Task - Give back each entry verbatim.

(Dataset items)

********************

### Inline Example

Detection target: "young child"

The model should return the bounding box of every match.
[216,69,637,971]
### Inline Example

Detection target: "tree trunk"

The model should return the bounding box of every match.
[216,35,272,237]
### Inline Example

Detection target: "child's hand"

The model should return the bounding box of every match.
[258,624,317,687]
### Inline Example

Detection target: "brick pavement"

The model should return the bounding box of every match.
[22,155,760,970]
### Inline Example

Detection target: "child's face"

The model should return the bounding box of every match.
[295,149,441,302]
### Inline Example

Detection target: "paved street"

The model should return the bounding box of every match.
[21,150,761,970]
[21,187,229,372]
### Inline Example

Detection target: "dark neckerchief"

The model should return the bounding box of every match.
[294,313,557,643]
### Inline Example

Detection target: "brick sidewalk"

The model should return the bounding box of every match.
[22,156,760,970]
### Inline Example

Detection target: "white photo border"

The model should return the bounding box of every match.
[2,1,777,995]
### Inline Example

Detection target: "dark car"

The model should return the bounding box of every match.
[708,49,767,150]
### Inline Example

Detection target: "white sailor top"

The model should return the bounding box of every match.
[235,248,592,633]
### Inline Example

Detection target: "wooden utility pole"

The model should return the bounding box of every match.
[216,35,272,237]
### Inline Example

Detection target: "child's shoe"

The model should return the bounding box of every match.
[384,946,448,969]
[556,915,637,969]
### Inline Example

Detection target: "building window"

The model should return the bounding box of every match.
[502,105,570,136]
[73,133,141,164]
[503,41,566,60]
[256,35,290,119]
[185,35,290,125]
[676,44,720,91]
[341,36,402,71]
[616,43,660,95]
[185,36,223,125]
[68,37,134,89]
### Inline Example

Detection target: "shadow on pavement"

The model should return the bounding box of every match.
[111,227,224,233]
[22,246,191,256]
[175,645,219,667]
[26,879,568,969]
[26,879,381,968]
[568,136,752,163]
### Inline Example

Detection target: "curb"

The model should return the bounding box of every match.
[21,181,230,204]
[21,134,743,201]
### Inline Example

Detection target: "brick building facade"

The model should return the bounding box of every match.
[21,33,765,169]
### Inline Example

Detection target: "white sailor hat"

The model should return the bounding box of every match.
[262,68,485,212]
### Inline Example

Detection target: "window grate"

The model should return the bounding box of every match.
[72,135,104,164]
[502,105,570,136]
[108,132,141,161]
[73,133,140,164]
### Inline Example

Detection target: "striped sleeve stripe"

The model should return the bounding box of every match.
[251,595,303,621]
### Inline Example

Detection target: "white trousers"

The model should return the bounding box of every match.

********************

Result -
### Inline Example

Detection target: "young child"

The model should return the bounding box of every match.
[216,69,637,971]
### Inline Example

Detection target: "tree trunk"

The model should return the bounding box of every match.
[216,35,272,237]
### Inline Example

Detection target: "child's hand"

The model should return the bounding box of every match.
[258,624,317,687]
### Inline Example

Detection target: "brick pavement"

The model should return the bounding box of every match.
[22,155,760,970]
### Inline Example

Detection target: "child's face"

The model should return the bounding box of every match.
[295,149,441,302]
### Inline Example

Detection target: "paved street"

The model should return the bounding box of every match.
[21,150,761,970]
[21,187,229,372]
### Inline Example

Detection target: "dark neckerchief"

The model should return the bounding box of every match.
[294,313,557,643]
### Inline Example

Detection target: "brick sidewalk"

The model should return the bounding box of every match.
[22,156,760,970]
### Inline Example

Detection target: "white photo border"

The model should return the bounding box of every match.
[2,1,777,995]
### Inline Example

Detection target: "dark car"

The model should return the bounding box of every match.
[708,49,767,150]
### Inline Example

Detection target: "white sailor top"

The model should return the bounding box of every match.
[235,248,592,633]
### Inline Example

Detection target: "wooden utility pole"

The model should return the bounding box of every match.
[216,35,272,237]
### Inline Example

Detection target: "child's shoe"

The model should return the bounding box of every match.
[384,946,448,969]
[556,915,637,969]
### Inline Example

Detection target: "building window"

The model should return the bounding box of every match.
[502,105,570,136]
[73,133,141,164]
[503,41,566,60]
[256,35,290,119]
[185,35,290,125]
[676,44,720,91]
[341,36,402,71]
[616,43,660,95]
[185,36,223,125]
[68,37,134,89]
### Inline Example

Detection target: "shadow on pavement"

The model should return the bounding box of every match.
[111,227,224,233]
[22,246,191,256]
[175,645,219,667]
[26,879,568,969]
[26,879,381,968]
[568,136,752,163]
### Inline Example

Detection target: "curb"

The model should return the bounding box of every match.
[21,181,230,204]
[21,134,743,201]
### Inline Example

Detection target: "brick building facade"

The model should return the bounding box of every match.
[21,33,765,169]
### Inline Example

Detection target: "white sailor hat"

The model should return the bounding box of every match.
[262,68,485,212]
### Inline Example

Detection target: "window grate"

The model should return the bounding box of every match.
[72,135,104,164]
[502,105,570,136]
[108,132,141,161]
[73,133,140,164]
### Inline Example

Detection target: "striped sleeve stripe"

The model should return the bounding box of every match.
[251,595,303,621]
### Inline Example

Detection target: "white trousers"

The model should return the bounding box of every match.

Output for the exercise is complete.